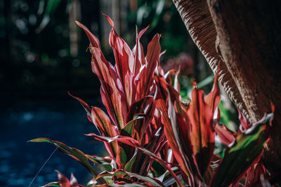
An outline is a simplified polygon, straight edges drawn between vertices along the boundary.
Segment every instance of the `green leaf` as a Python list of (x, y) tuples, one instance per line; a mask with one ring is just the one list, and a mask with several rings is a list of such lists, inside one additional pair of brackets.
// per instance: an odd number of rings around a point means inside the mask
[[(47, 138), (37, 138), (34, 139), (30, 140), (31, 142), (47, 142), (55, 145), (58, 150), (63, 153), (67, 154), (76, 160), (81, 163), (86, 168), (87, 168), (90, 172), (93, 174), (93, 177), (96, 177), (98, 175), (93, 167), (89, 162), (87, 156), (83, 153), (82, 151), (74, 148), (69, 147), (63, 143), (58, 141), (53, 141)], [(106, 181), (103, 179), (99, 179), (98, 181), (100, 184), (106, 183)]]
[(50, 22), (50, 16), (53, 14), (60, 5), (61, 0), (48, 0), (46, 7), (45, 13), (40, 23), (39, 27), (36, 29), (37, 33), (39, 33)]
[(226, 155), (214, 176), (211, 186), (228, 186), (235, 184), (251, 164), (260, 158), (266, 133), (273, 113), (266, 114), (251, 128), (237, 137), (234, 144), (226, 151)]

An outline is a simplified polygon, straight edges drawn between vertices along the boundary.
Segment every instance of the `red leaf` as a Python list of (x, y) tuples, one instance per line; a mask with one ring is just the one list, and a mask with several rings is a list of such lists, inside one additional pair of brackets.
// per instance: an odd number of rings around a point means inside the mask
[[(143, 114), (145, 118), (138, 120), (136, 123), (136, 131), (143, 139), (146, 127), (153, 118), (155, 103), (152, 96), (147, 96), (134, 102), (130, 107), (127, 115), (127, 122), (133, 119), (136, 114)], [(144, 138), (143, 139), (144, 139)]]
[(140, 72), (141, 66), (145, 64), (145, 58), (143, 54), (143, 48), (140, 42), (140, 39), (148, 29), (148, 27), (141, 30), (139, 34), (138, 34), (138, 30), (136, 31), (136, 46), (133, 47), (133, 54), (135, 57), (133, 74), (135, 76)]
[(92, 70), (100, 79), (101, 83), (100, 95), (111, 118), (121, 129), (126, 124), (126, 96), (122, 91), (122, 86), (119, 83), (113, 67), (103, 56), (98, 40), (83, 25), (77, 22), (87, 34), (91, 41), (90, 50), (92, 53)]
[(228, 146), (235, 140), (236, 134), (228, 130), (225, 125), (216, 124), (215, 130), (221, 143), (225, 146)]
[(133, 85), (134, 59), (128, 44), (117, 34), (113, 28), (112, 20), (107, 15), (107, 19), (112, 29), (110, 34), (110, 45), (113, 49), (115, 57), (117, 75), (120, 79), (124, 92), (126, 95), (128, 106), (130, 106), (132, 101), (132, 96), (136, 95), (136, 89)]
[(124, 137), (124, 136), (117, 136), (115, 137), (111, 138), (111, 137), (105, 137), (98, 136), (94, 133), (91, 133), (91, 134), (86, 134), (86, 135), (87, 136), (91, 136), (91, 137), (94, 137), (96, 139), (98, 139), (98, 140), (100, 140), (100, 141), (107, 141), (107, 142), (111, 142), (112, 141), (117, 140), (118, 141), (122, 142), (122, 143), (126, 144), (127, 145), (129, 145), (131, 146), (133, 146), (133, 147), (138, 148), (138, 149), (140, 150), (143, 153), (149, 155), (152, 159), (153, 159), (155, 160), (157, 160), (159, 163), (161, 163), (164, 167), (165, 167), (166, 169), (168, 169), (171, 172), (171, 174), (175, 179), (175, 180), (176, 180), (176, 183), (178, 183), (178, 185), (179, 186), (183, 186), (182, 183), (179, 180), (179, 179), (176, 176), (175, 173), (173, 172), (173, 170), (169, 166), (169, 163), (167, 163), (166, 162), (165, 162), (162, 159), (161, 159), (159, 157), (157, 157), (155, 154), (154, 154), (153, 153), (152, 153), (149, 150), (143, 148), (141, 145), (140, 145), (140, 144), (138, 144), (138, 142), (136, 140), (135, 140), (135, 139), (132, 139), (131, 137)]
[(214, 86), (211, 92), (206, 95), (204, 98), (205, 102), (211, 107), (213, 113), (215, 113), (216, 109), (218, 107), (221, 102), (221, 95), (218, 90), (218, 71), (214, 78)]
[(146, 64), (141, 70), (139, 81), (137, 85), (137, 99), (149, 95), (153, 91), (154, 72), (159, 62), (161, 51), (159, 39), (160, 35), (157, 34), (148, 43), (148, 53), (145, 57)]
[(213, 157), (215, 138), (212, 124), (214, 113), (204, 101), (203, 96), (204, 91), (195, 88), (188, 108), (191, 125), (190, 141), (202, 175), (204, 175)]
[[(91, 115), (93, 122), (102, 136), (114, 137), (117, 134), (115, 127), (111, 123), (110, 118), (103, 111), (98, 107), (93, 107)], [(110, 155), (112, 158), (115, 158), (118, 151), (117, 144), (113, 141), (110, 143), (110, 146), (107, 143), (105, 144)]]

:::

## [GIVEN PROBLEM]
Could you collect every line above that contains the string "tuples", with case counting, and copy each one out in full?

## [RESPONSE TO THIS TASK]
Segment every instance of the `green leaf` as a Python list of (x, y) tuples, one instance per line; a mask with one ring is just the one list, and a mask with several rings is a list of such lists, inside one additional pair of brackets.
Segment every instance of the `red leaf` as a Python list of (x, y) tuples, one instance per line; a mask with one ring is just the one list, and a mask with several rings is a list of such lists, inside one additional pair of brackets.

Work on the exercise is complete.